Exactly the lines from the line that has "Target: red advertising hoarding" through the final line below are to be retyped, and the pictures are not.

-- Opening Marker --

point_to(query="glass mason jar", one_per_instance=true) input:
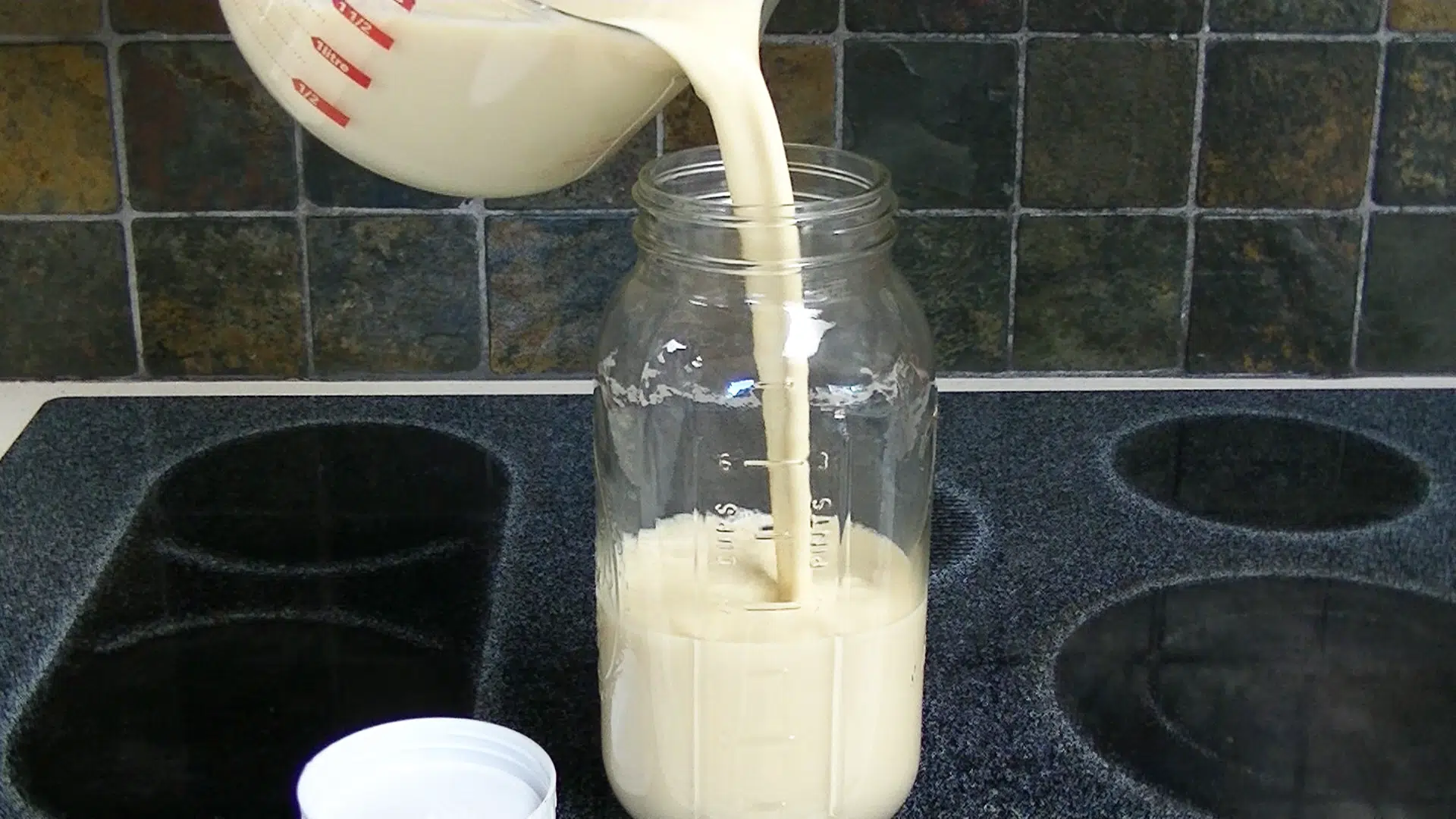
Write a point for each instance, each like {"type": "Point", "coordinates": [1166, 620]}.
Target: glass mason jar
{"type": "Point", "coordinates": [727, 691]}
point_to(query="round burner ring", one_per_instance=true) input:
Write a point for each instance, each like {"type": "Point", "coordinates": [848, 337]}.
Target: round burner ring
{"type": "Point", "coordinates": [1250, 695]}
{"type": "Point", "coordinates": [1270, 472]}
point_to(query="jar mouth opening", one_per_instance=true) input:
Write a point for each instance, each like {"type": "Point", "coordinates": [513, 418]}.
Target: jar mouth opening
{"type": "Point", "coordinates": [827, 184]}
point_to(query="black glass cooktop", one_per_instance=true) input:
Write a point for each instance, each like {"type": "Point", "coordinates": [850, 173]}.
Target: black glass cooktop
{"type": "Point", "coordinates": [273, 595]}
{"type": "Point", "coordinates": [1244, 615]}
{"type": "Point", "coordinates": [1289, 698]}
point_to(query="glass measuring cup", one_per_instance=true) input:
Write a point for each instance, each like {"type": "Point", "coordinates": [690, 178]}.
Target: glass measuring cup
{"type": "Point", "coordinates": [718, 698]}
{"type": "Point", "coordinates": [472, 98]}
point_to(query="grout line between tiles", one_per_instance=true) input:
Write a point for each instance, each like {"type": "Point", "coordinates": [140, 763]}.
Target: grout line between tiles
{"type": "Point", "coordinates": [1383, 34]}
{"type": "Point", "coordinates": [1018, 167]}
{"type": "Point", "coordinates": [482, 278]}
{"type": "Point", "coordinates": [118, 143]}
{"type": "Point", "coordinates": [1367, 202]}
{"type": "Point", "coordinates": [1200, 91]}
{"type": "Point", "coordinates": [305, 278]}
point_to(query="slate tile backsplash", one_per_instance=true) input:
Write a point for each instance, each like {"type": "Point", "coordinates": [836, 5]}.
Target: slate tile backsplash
{"type": "Point", "coordinates": [1088, 186]}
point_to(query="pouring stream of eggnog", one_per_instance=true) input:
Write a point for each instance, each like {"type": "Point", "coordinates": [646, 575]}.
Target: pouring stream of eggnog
{"type": "Point", "coordinates": [717, 46]}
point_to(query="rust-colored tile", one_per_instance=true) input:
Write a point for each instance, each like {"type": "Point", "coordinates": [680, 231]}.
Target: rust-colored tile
{"type": "Point", "coordinates": [50, 17]}
{"type": "Point", "coordinates": [1423, 15]}
{"type": "Point", "coordinates": [220, 297]}
{"type": "Point", "coordinates": [55, 145]}
{"type": "Point", "coordinates": [801, 80]}
{"type": "Point", "coordinates": [64, 309]}
{"type": "Point", "coordinates": [201, 131]}
{"type": "Point", "coordinates": [168, 17]}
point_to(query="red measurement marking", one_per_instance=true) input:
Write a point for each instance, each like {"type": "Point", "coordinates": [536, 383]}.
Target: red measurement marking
{"type": "Point", "coordinates": [324, 105]}
{"type": "Point", "coordinates": [338, 61]}
{"type": "Point", "coordinates": [363, 24]}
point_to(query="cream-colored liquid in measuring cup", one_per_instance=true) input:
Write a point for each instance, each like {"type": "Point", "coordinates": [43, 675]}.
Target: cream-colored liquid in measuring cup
{"type": "Point", "coordinates": [491, 98]}
{"type": "Point", "coordinates": [712, 710]}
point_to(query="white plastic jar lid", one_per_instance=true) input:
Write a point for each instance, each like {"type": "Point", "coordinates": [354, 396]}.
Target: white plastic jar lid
{"type": "Point", "coordinates": [436, 767]}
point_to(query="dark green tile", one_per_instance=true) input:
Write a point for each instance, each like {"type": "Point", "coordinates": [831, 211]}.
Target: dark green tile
{"type": "Point", "coordinates": [960, 268]}
{"type": "Point", "coordinates": [50, 17]}
{"type": "Point", "coordinates": [1417, 161]}
{"type": "Point", "coordinates": [1318, 17]}
{"type": "Point", "coordinates": [332, 180]}
{"type": "Point", "coordinates": [1410, 299]}
{"type": "Point", "coordinates": [804, 17]}
{"type": "Point", "coordinates": [801, 82]}
{"type": "Point", "coordinates": [220, 297]}
{"type": "Point", "coordinates": [1100, 293]}
{"type": "Point", "coordinates": [395, 295]}
{"type": "Point", "coordinates": [64, 308]}
{"type": "Point", "coordinates": [55, 140]}
{"type": "Point", "coordinates": [1133, 17]}
{"type": "Point", "coordinates": [549, 284]}
{"type": "Point", "coordinates": [1288, 124]}
{"type": "Point", "coordinates": [1109, 123]}
{"type": "Point", "coordinates": [1273, 297]}
{"type": "Point", "coordinates": [1423, 15]}
{"type": "Point", "coordinates": [201, 131]}
{"type": "Point", "coordinates": [941, 115]}
{"type": "Point", "coordinates": [168, 17]}
{"type": "Point", "coordinates": [938, 17]}
{"type": "Point", "coordinates": [610, 186]}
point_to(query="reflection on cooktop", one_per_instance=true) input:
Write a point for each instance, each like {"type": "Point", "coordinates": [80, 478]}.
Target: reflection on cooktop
{"type": "Point", "coordinates": [273, 595]}
{"type": "Point", "coordinates": [1274, 698]}
{"type": "Point", "coordinates": [218, 720]}
{"type": "Point", "coordinates": [1270, 472]}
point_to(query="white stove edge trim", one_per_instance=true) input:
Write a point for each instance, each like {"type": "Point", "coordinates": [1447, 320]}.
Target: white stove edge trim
{"type": "Point", "coordinates": [19, 401]}
{"type": "Point", "coordinates": [46, 391]}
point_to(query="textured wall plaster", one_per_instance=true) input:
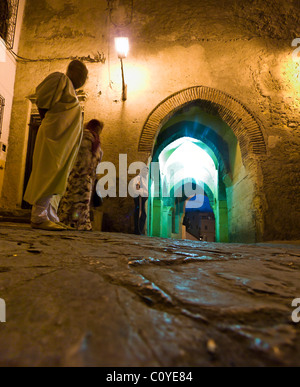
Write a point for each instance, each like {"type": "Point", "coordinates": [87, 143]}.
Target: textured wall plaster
{"type": "Point", "coordinates": [240, 47]}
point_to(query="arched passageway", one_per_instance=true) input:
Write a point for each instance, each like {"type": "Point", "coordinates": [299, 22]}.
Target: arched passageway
{"type": "Point", "coordinates": [196, 151]}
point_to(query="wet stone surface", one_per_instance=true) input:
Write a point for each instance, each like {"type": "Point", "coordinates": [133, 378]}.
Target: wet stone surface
{"type": "Point", "coordinates": [97, 299]}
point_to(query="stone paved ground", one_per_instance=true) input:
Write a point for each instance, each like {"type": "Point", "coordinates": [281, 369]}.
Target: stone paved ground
{"type": "Point", "coordinates": [98, 299]}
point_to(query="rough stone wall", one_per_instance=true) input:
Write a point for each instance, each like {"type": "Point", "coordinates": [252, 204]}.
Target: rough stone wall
{"type": "Point", "coordinates": [240, 47]}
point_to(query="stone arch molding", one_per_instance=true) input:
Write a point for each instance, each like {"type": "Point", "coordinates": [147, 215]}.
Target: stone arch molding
{"type": "Point", "coordinates": [234, 113]}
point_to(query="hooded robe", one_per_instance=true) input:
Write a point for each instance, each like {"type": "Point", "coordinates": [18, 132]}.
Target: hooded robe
{"type": "Point", "coordinates": [58, 138]}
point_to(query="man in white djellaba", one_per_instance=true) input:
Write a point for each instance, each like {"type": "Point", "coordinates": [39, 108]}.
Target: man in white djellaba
{"type": "Point", "coordinates": [57, 144]}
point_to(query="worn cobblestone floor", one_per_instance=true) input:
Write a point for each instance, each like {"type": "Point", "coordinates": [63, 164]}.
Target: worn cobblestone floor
{"type": "Point", "coordinates": [99, 299]}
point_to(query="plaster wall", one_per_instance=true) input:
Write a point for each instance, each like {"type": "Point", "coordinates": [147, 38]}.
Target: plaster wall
{"type": "Point", "coordinates": [240, 47]}
{"type": "Point", "coordinates": [8, 67]}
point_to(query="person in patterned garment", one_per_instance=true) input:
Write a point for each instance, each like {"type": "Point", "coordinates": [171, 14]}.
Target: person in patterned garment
{"type": "Point", "coordinates": [74, 208]}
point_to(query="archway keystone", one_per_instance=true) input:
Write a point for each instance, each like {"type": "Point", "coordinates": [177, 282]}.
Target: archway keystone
{"type": "Point", "coordinates": [234, 113]}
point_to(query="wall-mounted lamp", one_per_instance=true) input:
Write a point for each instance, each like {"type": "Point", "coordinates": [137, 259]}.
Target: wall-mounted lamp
{"type": "Point", "coordinates": [122, 47]}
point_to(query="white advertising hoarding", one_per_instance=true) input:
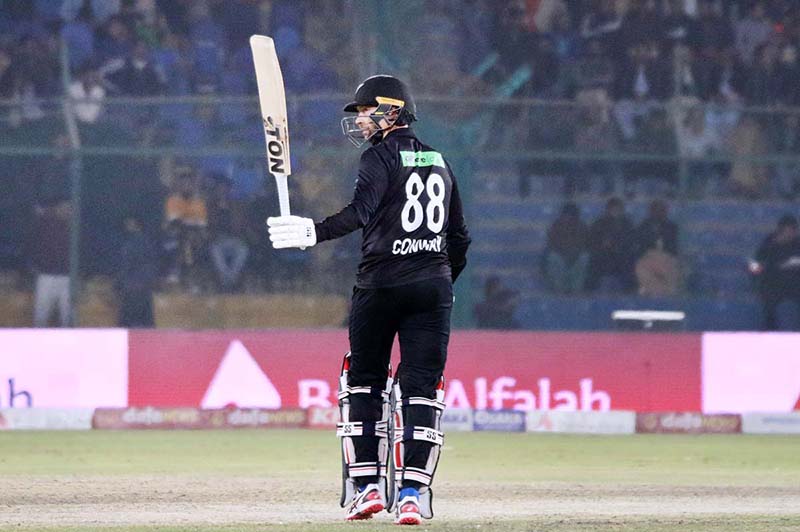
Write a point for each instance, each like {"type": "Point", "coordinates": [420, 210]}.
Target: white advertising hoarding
{"type": "Point", "coordinates": [63, 368]}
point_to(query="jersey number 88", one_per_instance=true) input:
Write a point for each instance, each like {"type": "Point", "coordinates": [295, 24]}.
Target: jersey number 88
{"type": "Point", "coordinates": [412, 215]}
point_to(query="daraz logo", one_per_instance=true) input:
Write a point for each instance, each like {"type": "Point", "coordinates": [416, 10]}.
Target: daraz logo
{"type": "Point", "coordinates": [240, 381]}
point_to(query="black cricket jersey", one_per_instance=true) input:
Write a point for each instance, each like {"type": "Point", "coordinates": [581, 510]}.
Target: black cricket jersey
{"type": "Point", "coordinates": [406, 200]}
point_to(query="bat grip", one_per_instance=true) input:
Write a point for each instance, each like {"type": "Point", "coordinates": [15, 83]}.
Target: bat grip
{"type": "Point", "coordinates": [283, 194]}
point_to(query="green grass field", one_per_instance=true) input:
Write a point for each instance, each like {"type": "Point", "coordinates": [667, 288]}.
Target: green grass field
{"type": "Point", "coordinates": [289, 480]}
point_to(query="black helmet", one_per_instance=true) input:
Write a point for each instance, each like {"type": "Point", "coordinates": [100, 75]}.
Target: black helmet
{"type": "Point", "coordinates": [383, 89]}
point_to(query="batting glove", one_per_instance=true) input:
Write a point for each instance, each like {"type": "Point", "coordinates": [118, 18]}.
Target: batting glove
{"type": "Point", "coordinates": [291, 232]}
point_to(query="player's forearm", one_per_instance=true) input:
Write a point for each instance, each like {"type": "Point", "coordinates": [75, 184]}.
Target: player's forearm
{"type": "Point", "coordinates": [342, 223]}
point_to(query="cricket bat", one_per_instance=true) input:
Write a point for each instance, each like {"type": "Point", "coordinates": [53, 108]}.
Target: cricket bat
{"type": "Point", "coordinates": [272, 98]}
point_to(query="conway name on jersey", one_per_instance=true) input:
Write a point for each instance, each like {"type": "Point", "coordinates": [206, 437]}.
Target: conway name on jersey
{"type": "Point", "coordinates": [407, 202]}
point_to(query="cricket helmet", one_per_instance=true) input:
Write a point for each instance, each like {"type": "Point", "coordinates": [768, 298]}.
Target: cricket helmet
{"type": "Point", "coordinates": [379, 89]}
{"type": "Point", "coordinates": [390, 95]}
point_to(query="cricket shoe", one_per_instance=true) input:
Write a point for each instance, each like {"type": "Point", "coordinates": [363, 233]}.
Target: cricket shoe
{"type": "Point", "coordinates": [368, 501]}
{"type": "Point", "coordinates": [408, 508]}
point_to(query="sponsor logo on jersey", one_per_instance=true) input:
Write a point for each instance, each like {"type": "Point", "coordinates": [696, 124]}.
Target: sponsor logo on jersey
{"type": "Point", "coordinates": [413, 245]}
{"type": "Point", "coordinates": [422, 158]}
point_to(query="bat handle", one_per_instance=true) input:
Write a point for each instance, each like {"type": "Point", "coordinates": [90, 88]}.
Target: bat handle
{"type": "Point", "coordinates": [283, 194]}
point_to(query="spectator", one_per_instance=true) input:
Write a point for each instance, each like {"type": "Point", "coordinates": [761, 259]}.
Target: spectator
{"type": "Point", "coordinates": [643, 22]}
{"type": "Point", "coordinates": [731, 83]}
{"type": "Point", "coordinates": [712, 29]}
{"type": "Point", "coordinates": [764, 83]}
{"type": "Point", "coordinates": [496, 310]}
{"type": "Point", "coordinates": [136, 276]}
{"type": "Point", "coordinates": [655, 137]}
{"type": "Point", "coordinates": [49, 261]}
{"type": "Point", "coordinates": [658, 270]}
{"type": "Point", "coordinates": [186, 219]}
{"type": "Point", "coordinates": [602, 21]}
{"type": "Point", "coordinates": [566, 256]}
{"type": "Point", "coordinates": [228, 249]}
{"type": "Point", "coordinates": [594, 70]}
{"type": "Point", "coordinates": [679, 27]}
{"type": "Point", "coordinates": [645, 73]}
{"type": "Point", "coordinates": [787, 174]}
{"type": "Point", "coordinates": [752, 31]}
{"type": "Point", "coordinates": [696, 141]}
{"type": "Point", "coordinates": [777, 268]}
{"type": "Point", "coordinates": [114, 42]}
{"type": "Point", "coordinates": [611, 249]}
{"type": "Point", "coordinates": [137, 76]}
{"type": "Point", "coordinates": [595, 133]}
{"type": "Point", "coordinates": [748, 178]}
{"type": "Point", "coordinates": [88, 93]}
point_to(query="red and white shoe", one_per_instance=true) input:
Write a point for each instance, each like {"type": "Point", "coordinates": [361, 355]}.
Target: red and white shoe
{"type": "Point", "coordinates": [408, 511]}
{"type": "Point", "coordinates": [367, 502]}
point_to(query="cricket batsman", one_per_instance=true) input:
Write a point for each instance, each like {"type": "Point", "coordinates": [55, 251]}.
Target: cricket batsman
{"type": "Point", "coordinates": [414, 245]}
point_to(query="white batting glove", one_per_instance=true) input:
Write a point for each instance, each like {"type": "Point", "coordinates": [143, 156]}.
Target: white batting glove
{"type": "Point", "coordinates": [291, 232]}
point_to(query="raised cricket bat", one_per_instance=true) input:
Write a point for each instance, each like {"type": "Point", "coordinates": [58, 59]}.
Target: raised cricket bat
{"type": "Point", "coordinates": [273, 112]}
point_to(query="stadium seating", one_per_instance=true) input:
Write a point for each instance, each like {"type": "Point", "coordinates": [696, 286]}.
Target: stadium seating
{"type": "Point", "coordinates": [716, 238]}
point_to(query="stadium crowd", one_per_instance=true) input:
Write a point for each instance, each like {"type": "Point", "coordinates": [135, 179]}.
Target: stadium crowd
{"type": "Point", "coordinates": [669, 80]}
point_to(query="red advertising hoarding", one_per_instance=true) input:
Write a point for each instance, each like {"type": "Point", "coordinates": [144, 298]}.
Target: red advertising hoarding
{"type": "Point", "coordinates": [485, 370]}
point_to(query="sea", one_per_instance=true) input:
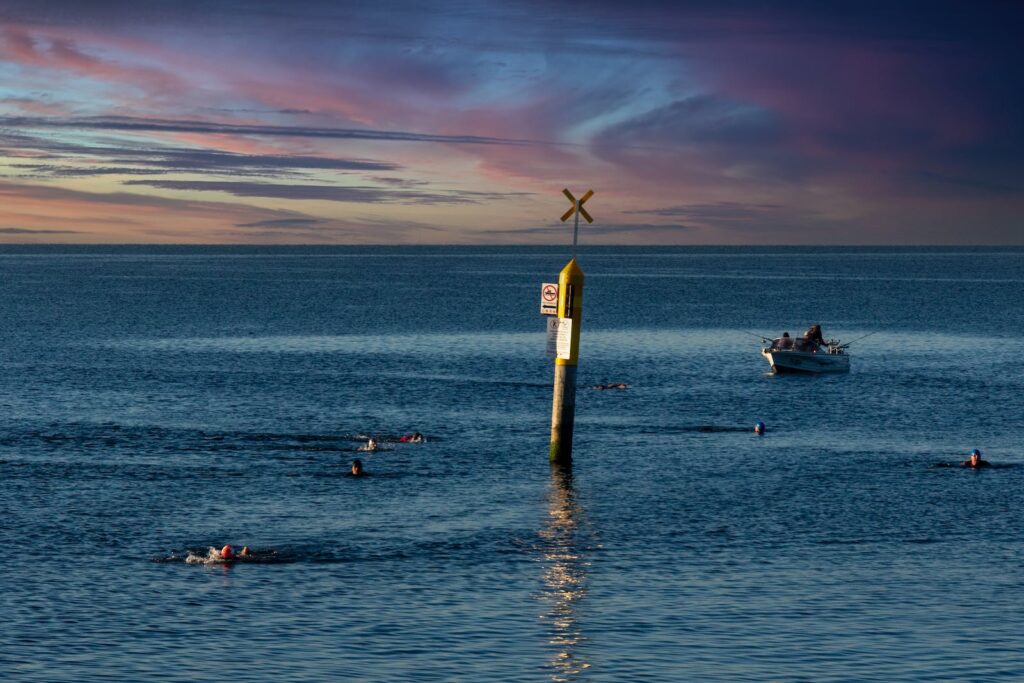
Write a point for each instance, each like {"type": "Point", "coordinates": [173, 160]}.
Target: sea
{"type": "Point", "coordinates": [158, 401]}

-- Closing Marker --

(TASK RESPONSE):
Target: red advertising hoarding
{"type": "Point", "coordinates": [485, 370]}
point_to(query="sea", one_per_instance=true) input:
Write a point for each instance, each like {"type": "Point", "coordinates": [173, 160]}.
Target: sea
{"type": "Point", "coordinates": [158, 401]}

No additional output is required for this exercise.